EXERCISE INSTRUCTIONS:
1. Do the statements below agree with the EPA notice on objections and hearing requests? Answer yes or no for each, and quote the deciding words of the notice. (a) The regulation takes effect on March 20, 1996. (b) Written objections and hearing requests are to be identified by the docket number [PP 4F4390/R2215]. (c) Copies delivered in person go to Room M3708.
2. Could you carry the EPA notice on objections and hearing requests further, continuing from the point where it stops?

EFFECTIVE DATE: This regulation becomes effective March 20, 1996.

ADDRESSES: Written objections and hearing requests, identified by the 
docket number, [PP 4F4390/R2215], may be submitted to: Hearing Clerk 
(1900), Environmental Protection Agency, Room M3708, 401 M St., SW., 
Washington, DC 20460. A copy of any objections and hearing request 
filed with the Hearing Clerk should be identified by the docket number 
and submitted to: Public Response and Program Resources Branch, Field 
Operations Division (7505C), Office of Pesticide Programs, 
Environmental Protection Agency, 401 M St., SW., Washington, DC 20450. 
In person, bring copy of objections and hearing request to: Room 1132, 
CM #2, 1921 Jefferson Davis Highway, Arlington, VA 22202. Fees 
accompanying objections shall be labeled "Tolerance Petition Fees"

RECORDS SUPPLIED:
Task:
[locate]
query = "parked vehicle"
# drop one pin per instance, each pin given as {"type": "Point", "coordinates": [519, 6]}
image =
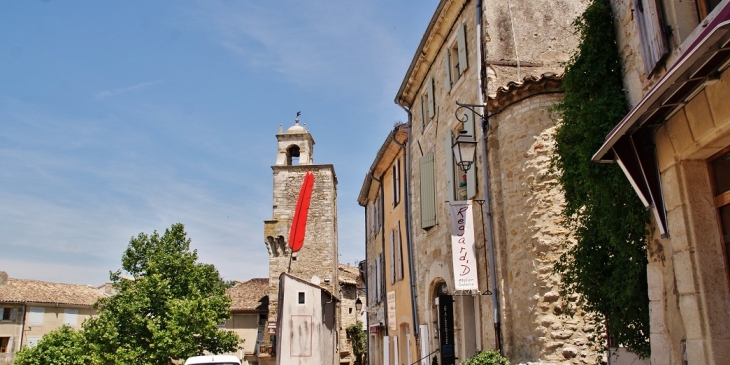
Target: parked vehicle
{"type": "Point", "coordinates": [213, 360]}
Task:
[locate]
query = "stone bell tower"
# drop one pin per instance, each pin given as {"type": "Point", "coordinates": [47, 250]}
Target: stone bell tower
{"type": "Point", "coordinates": [317, 259]}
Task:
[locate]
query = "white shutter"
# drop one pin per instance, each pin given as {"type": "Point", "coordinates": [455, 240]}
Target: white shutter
{"type": "Point", "coordinates": [398, 253]}
{"type": "Point", "coordinates": [386, 350]}
{"type": "Point", "coordinates": [431, 99]}
{"type": "Point", "coordinates": [653, 44]}
{"type": "Point", "coordinates": [36, 316]}
{"type": "Point", "coordinates": [70, 317]}
{"type": "Point", "coordinates": [447, 70]}
{"type": "Point", "coordinates": [471, 175]}
{"type": "Point", "coordinates": [424, 117]}
{"type": "Point", "coordinates": [33, 340]}
{"type": "Point", "coordinates": [450, 173]}
{"type": "Point", "coordinates": [396, 355]}
{"type": "Point", "coordinates": [461, 43]}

RESPONSES BY TASK:
1.
(a) Yes: "This regulation becomes effective March 20, 1996."
(b) Yes: "Written objections and hearing requests, identified by the docket number, [PP 4F4390/R2215]"
(c) No: "In person, bring copy of objections and hearing request to: Room 1132, CM #2, 1921 Jefferson Davis Highway, Arlington, VA 22202."

2.
and forwarded to: EPA Headquarters Accounting Operations Branch, OPP 
(Tolerance Fees), P.O. Box 360277M, Pittsburgh, PA 15251.
    A copy of objections and hearing requests filed with the Hearing 
Clerk may also be submitted electronically by sending electronic mail 
(e-mail) to: opp-docket@epamail.epa.gov. Copies of objections and 
hearing requests must be submitted as an ASCII file avoiding the use of 
special characters and any form of encryption. Copies of objections and 
hearing requests will also be accepted on disks in WordPerfect 5.1 file 
format or ASCII file format. All copies of objections and hearing 
requests in electronic form must be identified by the docket number [PP 
4F4390/R2215]. No Confidential Business Information (CBI) should be 
submitted through e-mail. Electronic copies of objections and hearing 
requests on this rule may be filed online at many Federal Depository 
Libraries. Additional information on electronic submissions can be 
found below in this document.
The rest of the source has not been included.